══ Extracted data

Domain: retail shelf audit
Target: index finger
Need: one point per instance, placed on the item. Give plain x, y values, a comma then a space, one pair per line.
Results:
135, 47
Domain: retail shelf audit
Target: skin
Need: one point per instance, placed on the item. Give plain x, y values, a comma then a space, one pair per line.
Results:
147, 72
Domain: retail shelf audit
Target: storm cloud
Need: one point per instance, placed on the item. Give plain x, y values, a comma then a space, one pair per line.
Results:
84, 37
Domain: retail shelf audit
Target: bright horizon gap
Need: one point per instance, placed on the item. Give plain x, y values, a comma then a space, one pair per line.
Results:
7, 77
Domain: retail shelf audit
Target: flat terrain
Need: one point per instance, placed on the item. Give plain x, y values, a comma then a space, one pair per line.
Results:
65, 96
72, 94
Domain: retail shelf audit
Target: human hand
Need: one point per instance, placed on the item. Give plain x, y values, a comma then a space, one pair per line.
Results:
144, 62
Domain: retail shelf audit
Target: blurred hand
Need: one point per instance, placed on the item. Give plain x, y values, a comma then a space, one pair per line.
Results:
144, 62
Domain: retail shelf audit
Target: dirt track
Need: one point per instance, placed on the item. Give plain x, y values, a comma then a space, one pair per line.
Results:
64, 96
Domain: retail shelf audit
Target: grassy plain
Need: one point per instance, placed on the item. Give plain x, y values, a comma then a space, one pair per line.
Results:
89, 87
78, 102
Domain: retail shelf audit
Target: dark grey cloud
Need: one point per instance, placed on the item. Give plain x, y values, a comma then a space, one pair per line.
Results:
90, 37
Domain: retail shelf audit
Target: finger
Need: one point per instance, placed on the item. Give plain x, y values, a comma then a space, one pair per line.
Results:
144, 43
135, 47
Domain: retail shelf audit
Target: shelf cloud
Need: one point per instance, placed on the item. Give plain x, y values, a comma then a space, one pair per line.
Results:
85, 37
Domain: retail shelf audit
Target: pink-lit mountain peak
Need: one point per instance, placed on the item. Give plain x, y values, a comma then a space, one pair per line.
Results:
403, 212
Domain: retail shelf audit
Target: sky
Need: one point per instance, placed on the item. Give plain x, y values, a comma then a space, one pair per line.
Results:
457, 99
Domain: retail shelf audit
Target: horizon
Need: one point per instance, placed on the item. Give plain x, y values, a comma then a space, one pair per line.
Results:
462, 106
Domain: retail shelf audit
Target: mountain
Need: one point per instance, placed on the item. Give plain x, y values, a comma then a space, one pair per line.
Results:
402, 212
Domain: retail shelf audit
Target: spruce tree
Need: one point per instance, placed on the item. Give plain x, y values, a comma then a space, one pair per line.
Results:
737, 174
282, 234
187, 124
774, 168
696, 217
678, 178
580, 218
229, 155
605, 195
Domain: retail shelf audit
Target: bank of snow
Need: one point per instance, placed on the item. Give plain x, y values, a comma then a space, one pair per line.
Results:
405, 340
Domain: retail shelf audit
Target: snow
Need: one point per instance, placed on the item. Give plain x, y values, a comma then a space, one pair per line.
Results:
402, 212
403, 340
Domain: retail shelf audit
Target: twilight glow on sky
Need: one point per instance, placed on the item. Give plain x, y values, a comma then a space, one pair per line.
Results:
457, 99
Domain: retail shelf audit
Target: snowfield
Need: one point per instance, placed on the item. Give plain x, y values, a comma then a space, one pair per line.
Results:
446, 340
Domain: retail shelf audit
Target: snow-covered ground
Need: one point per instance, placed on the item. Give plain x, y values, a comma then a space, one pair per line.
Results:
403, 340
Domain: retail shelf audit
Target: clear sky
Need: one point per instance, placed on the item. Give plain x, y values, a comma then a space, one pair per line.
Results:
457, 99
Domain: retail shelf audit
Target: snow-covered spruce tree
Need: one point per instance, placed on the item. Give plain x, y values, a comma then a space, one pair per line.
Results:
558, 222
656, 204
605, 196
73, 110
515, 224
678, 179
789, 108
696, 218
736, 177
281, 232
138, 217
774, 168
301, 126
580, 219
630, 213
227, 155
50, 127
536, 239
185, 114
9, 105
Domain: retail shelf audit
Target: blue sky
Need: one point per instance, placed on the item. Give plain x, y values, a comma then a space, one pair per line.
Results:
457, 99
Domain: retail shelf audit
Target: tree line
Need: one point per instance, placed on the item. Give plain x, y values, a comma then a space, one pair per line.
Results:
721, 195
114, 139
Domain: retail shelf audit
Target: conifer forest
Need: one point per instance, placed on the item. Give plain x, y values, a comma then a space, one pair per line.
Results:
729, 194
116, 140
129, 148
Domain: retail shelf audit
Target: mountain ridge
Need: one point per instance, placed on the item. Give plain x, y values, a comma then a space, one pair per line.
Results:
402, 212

════

Aim of the exercise. Every entry must be output again, exactly as written above.

Response.
Domain: retail shelf audit
Target: index finger
Need: one point per instance, placed on the item. Give plain x, y values, a comma then a space, one pair per line.
Results:
135, 47
Domain: retail shelf audit
Target: skin
Need: one point per instance, placed on the item. Give plain x, y values, a comma then a space, one pair per line.
Results:
147, 72
Domain: retail shelf audit
Target: storm cloud
Need: one point per instance, placed on the item. Give plain x, y values, a comma then a space, one pair per line.
Results:
84, 37
Domain: retail shelf audit
Target: bright horizon gap
Need: one point per instance, placed on the item. Give plain x, y values, a comma then a space, one pair per line.
Results:
7, 77
Domain: retail shelf audit
Target: flat terrain
Need: one point per instance, placed on the item. Give plain x, y values, a comma then a space, one pair per line.
Results:
65, 96
72, 94
Domain: retail shelf audit
Target: human hand
Need: one point per instance, placed on the item. Give plain x, y values, a comma then a space, one pair per line.
Results:
144, 62
Domain: retail shelf audit
Target: blurred hand
Need: one point per instance, placed on the item. Give plain x, y values, a comma then a space, one pair per line.
Results:
144, 62
Domain: retail shelf audit
Target: dirt track
Need: one point per instance, placed on the item. Give plain x, y values, a comma then a space, one pair per line.
Results:
64, 96
Domain: retail shelf audit
Target: grassy plain
Need: one point per instance, placed on the item. Give plain x, y values, a comma then a space, one pair per line.
Results:
89, 87
78, 102
Domain: retail shelf audit
Target: dark grey cloud
Need: one point per instance, placed on the item. Give plain x, y values, a comma then a space, one pair per line.
Results:
90, 37
Domain: retail shelf audit
Target: finger
Need: one point per instance, placed on the item. Give plain x, y values, a comma then a space, one pair per line.
Results:
144, 43
135, 47
Domain: retail shelf audit
Target: shelf cloud
Need: one point per instance, placed on the item. Give plain x, y values, a comma then a space, one pair per line.
Results:
85, 37
Domain: retail shelf audit
Target: pink-lit mountain peak
Need: one point per instance, placed on the item. Give plain x, y values, a comma then a space, one pair per line.
Results:
403, 212
Domain: retail shelf audit
Target: sky
Need: one point per instance, placed on the item. Give plain x, y values, a comma then a space, one pair per line.
Results:
457, 99
Domain: retail shelf audit
Target: horizon
Need: one point per instance, placed on the item. Give plain x, y values, a comma then a space, one pair per line.
Results:
462, 106
Domain: retail shelf audit
Target: mountain
Need: one point per instance, placed on the item. Give plain x, y values, a comma then a space, one pair per line.
Results:
402, 212
Domain: retail shelf audit
Target: spruce tree
Need: one point per instance, placed on the item. Give plain x, y values, a comma then a space, one pair per line.
Results:
737, 174
282, 234
187, 124
774, 168
696, 217
678, 178
580, 218
229, 155
605, 195
Domain: retail shelf audit
Target: bank of snow
Need: one point per instance, placed on the item. Give plain x, y values, a comma then a space, one pair per line.
Results:
405, 340
Domain: retail shelf audit
Target: snow
Need: one point per instance, placed on the item. Give plain x, y values, a comma then a space, one pair per line.
Results:
402, 212
403, 340
Domain: retail shelf audit
Target: twilight glow on sky
Need: one point per instance, placed on the item. Give plain x, y values, a comma then a space, one pair per line.
Results:
457, 99
Domain: retail shelf audit
Target: snowfield
Need: one point per instance, placed on the item. Give plain x, y values, a comma then a space, one pair per line.
Results:
446, 340
Domain: retail shelf audit
Target: snow-covered ground
Need: one point per instance, placed on the item. Give plain x, y values, a comma then a space, one pair per line.
Results:
403, 340
Domain: retail shelf audit
Target: clear sky
Need: one point per instance, placed on the item. Give plain x, y values, a comma then a space, one pair per line.
Results:
457, 99
Domain: retail shelf audit
Target: snow-covered spruce tree
Need: one point per instance, placed on the item. Give plain x, y values, a comma then a space, one pair per line.
Results:
558, 222
656, 204
605, 196
73, 110
515, 224
678, 179
789, 108
696, 218
736, 177
281, 232
138, 217
774, 168
301, 126
580, 219
630, 213
227, 155
50, 127
536, 239
185, 114
9, 105
Domain: retail shelf audit
Target: blue sky
Need: one point per instance, placed on the item. Give plain x, y values, a comma then a space, one pair per line.
Results:
457, 99
Domain: retail shelf audit
Target: tree line
Need: one point per instance, placed on the item. Give plain x, y values, a comma then a space, one pair per line.
Results:
721, 195
114, 139
Domain: retail shelf audit
Target: conifer forest
Need: one point per instance, placed on the item. Give plain x, y values, a comma then a space, one pair per line.
Results:
729, 194
116, 140
129, 148
Domain: retail shelf audit
Target: mountain ridge
Need: one point per instance, placed on the item. Give plain x, y values, a comma then a space, one pair per line.
Results:
402, 212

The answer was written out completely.